__PASSAGE GIVEN__:
──────────────────────────────

Approvals by path: CODEOWNERS requires platform/security review for anything under /labs or touching network/auth.

Example ArgoCD app for a lab namespace with an egress policy and resource quota:

apiVersion: argoproj.io/v1alpha1
kind: Application
metadata:
  name: lab-env
spec:
  destination:
    namespace: lab
    server: https://kubernetes.default.svc
  source:
    repoURL: https://github.com/your-org/lab-infra
    targetRevision: main
    path: k8s/lab
  syncPolicy:
    automated:
      prune: true
      selfHeal: true
---
apiVersion: v1
kind: ResourceQuota
metadata:
  name: lab-quota
  namespace: lab
spec:
  hard:
    requests.cpu: "8"
    requests.memory: 16Gi
    limits.cpu: "16"
    limits.memory: 32Gi
---
apiVersion: networking.k8s.io/v1
kind: NetworkPolicy
metadata:
  name: deny-all-except-artifacts
  namespace: lab
spec:
  podSelector: {}
  policyTypes: [Egress]
  egress:
    - to:
        - namespaceSelector:
            matchLabels:
              name: artifacts

Budget guardrail with Terraform (AWS example):

resource "aws_budgets_budget" "innovation" {
  name              = "innovation-monthly"
  budget_type       = "COST"
  limit_amount      = "5000"
  limit_unit        = "USD"
  time_unit         = "MONTHLY"
  cost_filters = {
    "TagKeyValue" = ["innovation$true"]
  }
  notification {
    comparison_operator = "GREATER_THAN"
    threshold           = 80
    threshold_type      = "PERCENTAGE"
    subscriber_email_addresses = ["finops@your-org.com", "pilot-owner@your-org.com"]
  }
}

CODEOWNERS to keep risky changes honest:

/labs/** @platform-team @security-team
/infra/network/** @platform-team @netsec

What leadership must do (and not do)

I’ve seen CFOs bless innovation and then quietly claw it back via “just one more quarter” requests. Don’t be that exec. Behaviors that make this work:

Say “no” publicly. When a roadmap item threatens the 10% pilot capacity, decline it in the triage. People need to see the trade-off.
Kill fast with gratitude. Celebrate the team that kills their own spike because the data said no. Put their names in the company update.
Promote owners, not ideas. The owner who ships or kills on time gets rewarded. The “vision” is secondary.
Never hide cost. Share the cost-to-learn monthly. It’s easier to defend $4.2k of learnings that killed a bad idea than a stealth $20k surprise.
Tie to business KPIs. Frame pilots as a way to reduce MTTR, cut lead time, or open a new channel. Execs fund outcomes, not shiny tech.

Anti-patterns to squash:

“Free Fridays” that get canceled every time a sev-2 happens.
Hack weeks with no runway to production.
Spikes lasting months “because only Alice knows it.” If Alice goes on PTO, it dies.

Metrics you can actually trust

Skip vanity counts like “number of ideas.” Track flow and impact.

──────────────────────────────

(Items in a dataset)
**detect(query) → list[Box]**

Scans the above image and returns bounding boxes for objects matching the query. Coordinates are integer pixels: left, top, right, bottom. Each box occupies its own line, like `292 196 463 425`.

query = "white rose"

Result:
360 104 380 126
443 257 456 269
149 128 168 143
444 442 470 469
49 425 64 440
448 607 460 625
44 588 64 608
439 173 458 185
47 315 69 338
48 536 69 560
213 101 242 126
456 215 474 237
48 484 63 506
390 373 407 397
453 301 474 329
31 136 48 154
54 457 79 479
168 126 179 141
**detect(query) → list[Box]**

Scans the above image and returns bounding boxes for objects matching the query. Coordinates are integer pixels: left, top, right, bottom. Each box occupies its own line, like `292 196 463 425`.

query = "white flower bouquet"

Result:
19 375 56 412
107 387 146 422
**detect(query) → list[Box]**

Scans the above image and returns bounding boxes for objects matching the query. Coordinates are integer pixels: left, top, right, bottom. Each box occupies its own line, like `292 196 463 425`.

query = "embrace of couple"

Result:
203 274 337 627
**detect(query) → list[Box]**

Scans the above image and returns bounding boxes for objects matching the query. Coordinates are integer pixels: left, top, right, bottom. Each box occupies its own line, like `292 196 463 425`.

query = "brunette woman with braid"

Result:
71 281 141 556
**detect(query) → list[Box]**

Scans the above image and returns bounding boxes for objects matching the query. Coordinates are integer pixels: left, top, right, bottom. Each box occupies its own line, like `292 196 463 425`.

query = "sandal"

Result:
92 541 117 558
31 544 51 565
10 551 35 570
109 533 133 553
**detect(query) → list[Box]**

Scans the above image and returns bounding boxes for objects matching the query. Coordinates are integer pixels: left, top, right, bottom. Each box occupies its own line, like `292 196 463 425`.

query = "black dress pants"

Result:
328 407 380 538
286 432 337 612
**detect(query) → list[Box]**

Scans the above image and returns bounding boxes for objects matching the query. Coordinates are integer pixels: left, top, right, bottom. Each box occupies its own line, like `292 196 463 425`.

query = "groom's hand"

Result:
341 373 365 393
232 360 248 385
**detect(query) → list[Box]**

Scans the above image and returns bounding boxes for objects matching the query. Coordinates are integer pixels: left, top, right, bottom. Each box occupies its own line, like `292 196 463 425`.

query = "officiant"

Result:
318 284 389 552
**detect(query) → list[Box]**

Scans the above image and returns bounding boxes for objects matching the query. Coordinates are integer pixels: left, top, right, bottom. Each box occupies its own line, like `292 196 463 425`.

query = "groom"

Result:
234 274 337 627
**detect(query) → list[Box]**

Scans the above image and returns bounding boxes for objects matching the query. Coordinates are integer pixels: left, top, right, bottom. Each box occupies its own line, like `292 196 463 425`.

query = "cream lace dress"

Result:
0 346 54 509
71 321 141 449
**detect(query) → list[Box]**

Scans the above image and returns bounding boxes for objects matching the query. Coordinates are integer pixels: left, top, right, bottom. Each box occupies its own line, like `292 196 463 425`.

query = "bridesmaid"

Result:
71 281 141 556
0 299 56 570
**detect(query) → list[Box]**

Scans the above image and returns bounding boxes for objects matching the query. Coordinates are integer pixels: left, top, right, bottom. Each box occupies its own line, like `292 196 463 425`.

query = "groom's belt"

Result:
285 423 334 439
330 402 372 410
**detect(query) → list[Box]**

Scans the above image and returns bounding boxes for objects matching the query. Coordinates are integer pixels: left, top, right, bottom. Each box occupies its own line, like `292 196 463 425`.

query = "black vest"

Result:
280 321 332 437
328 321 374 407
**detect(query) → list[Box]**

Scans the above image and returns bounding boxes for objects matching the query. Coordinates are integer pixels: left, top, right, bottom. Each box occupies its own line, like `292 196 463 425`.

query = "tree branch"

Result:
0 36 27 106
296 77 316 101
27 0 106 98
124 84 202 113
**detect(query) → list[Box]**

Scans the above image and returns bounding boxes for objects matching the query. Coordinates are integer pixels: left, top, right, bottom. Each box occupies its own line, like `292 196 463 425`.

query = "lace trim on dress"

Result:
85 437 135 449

──────────────────────────────

__SHORT PROBLEM__:
What monthly limit does the Terraform budget example in the passage above set?

__IN RESPONSE__:
5,000 USD per month.